Che personaggio Stephin Merritt!! Fondatore e leader dei The Magnetic Fields, fine conoscitore di pop e dell’animo umano. Merritt ha fatto uscire nel corso del 2017 l’ennesimo progetto ambizioso della sua carriera. Per celebrare degnamente i suoi 50 anni ha pubblicato il monumentale 50 Song Memoir, dedicando una canzone ad ogni anno della sua vita. Un album che si posiziona meritatamente al #11. Cinque dischi, ricche pagine di diario da sfogliare per rivivere insieme la vita di uno degli autori pop più talentuosi della nostra epoca. Un’intera autobiografia scritta con passione e con la forza appassionata dei ricordi, tra delusioni, euforie, scoperte, preoccupazioni, problemi. Uno sguardo disincantato e maturo, un disco da sfogliare ogni giorno con estremo piacere. Difficilissimo scegliere un solo brano dei 50 che compongono questo lavoro, alla fine la scelta è caduta sul brano in cui Merritt racconta il suo l’ottavo anno, la bellissima “’73 It Could Have Been Paradise”. La mia seconda scelta è stata “’01 Have You Seen It in the Snow” che potete ascoltare qui sotto.
Con il quarto lavoro in studio (il primo per la Domino), pur mantenendo inalterati i riferimenti storici (The Fall, Birthday Party), i Protomartyr da Detroit sembrano voler attenuare l’impeto violento dei primi lavori per andare di pari passo con le liriche del proprio frontman che raccontano con crescente malinconia e preoccupazione della situazione sociale in generale e degli Stati Uniti in particolare. Joe Casey e compagni ci consegnano direttamente al #10 il loro album migliore. Relatives In Descent è un disco tanto impegnato intellettualmente quanto viscerale nel suo schietto espressionismo.
Difficile scegliere un brano che si eleva al di sopra media, impossibile non lasciarsi coinvolgere dalla voce baritonale di un leader che è capace di creare scenari straordinari sia nell’incedere recitativo che nei refrain ossessivi. (Leggi la recensione) alla fine la scelta è caduta sul racconto recitato con vigore e maestria della splendida “A Private Understanding” che apre il disco come meglio non si potrebbe. Un ottovolante emozionale tra salite acustiche e ripide discese elettriche ispirato parzialmente da “L’anatomia della malinconia” del saggista inglese Robert Burton che già nel 1600 lottava con la tristezza che permeava l’esistenza e le ingiustizie del mondo, esprimendole non di rado con pungente sarcasmo.
———
■ **Domande di studio**
1) Trascriva nuovamente il testo di riferimento, tutto da "Con il quarto" fino a "suo schietto espressionismo.", ribattezzando "Detroit" come "Cleveland".
2) In base al testo di riferimento, risponda brevemente:
(a) In quale posizione si colloca l'album 50 Song Memoir?
(b) Per quale etichetta il quarto lavoro in studio dei Protomartyr è il primo?
(c) Chi ha scritto "L'anatomia della malinconia"?

■ **Estratto dei dati**
———
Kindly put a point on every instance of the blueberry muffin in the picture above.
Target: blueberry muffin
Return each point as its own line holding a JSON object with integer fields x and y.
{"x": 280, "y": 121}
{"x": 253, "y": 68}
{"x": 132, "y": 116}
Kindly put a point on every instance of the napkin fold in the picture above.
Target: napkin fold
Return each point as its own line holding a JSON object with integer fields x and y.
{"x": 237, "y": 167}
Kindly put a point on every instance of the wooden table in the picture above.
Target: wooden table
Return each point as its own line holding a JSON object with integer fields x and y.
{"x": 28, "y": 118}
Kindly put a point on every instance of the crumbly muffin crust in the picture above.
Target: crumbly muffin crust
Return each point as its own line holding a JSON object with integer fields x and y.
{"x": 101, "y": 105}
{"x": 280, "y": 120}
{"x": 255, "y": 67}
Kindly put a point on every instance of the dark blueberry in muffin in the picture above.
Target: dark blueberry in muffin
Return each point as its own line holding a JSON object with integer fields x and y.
———
■ **Risposte per numero**
1)
Con il quarto lavoro in studio (il primo per la Domino), pur mantenendo inalterati i riferimenti storici (The Fall, Birthday Party), i Protomartyr da Cleveland sembrano voler attenuare l’impeto violento dei primi lavori per andare di pari passo con le liriche del proprio frontman che raccontano con crescente malinconia e preoccupazione della situazione sociale in generale e degli Stati Uniti in particolare. Joe Casey e compagni ci consegnano direttamente al #10 il loro album migliore. Relatives In Descent è un disco tanto impegnato intellettualmente quanto viscerale nel suo schietto espressionismo.

2)
(a) Al #11.
(b) Per la Domino.
(c) Il saggista inglese Robert Burton.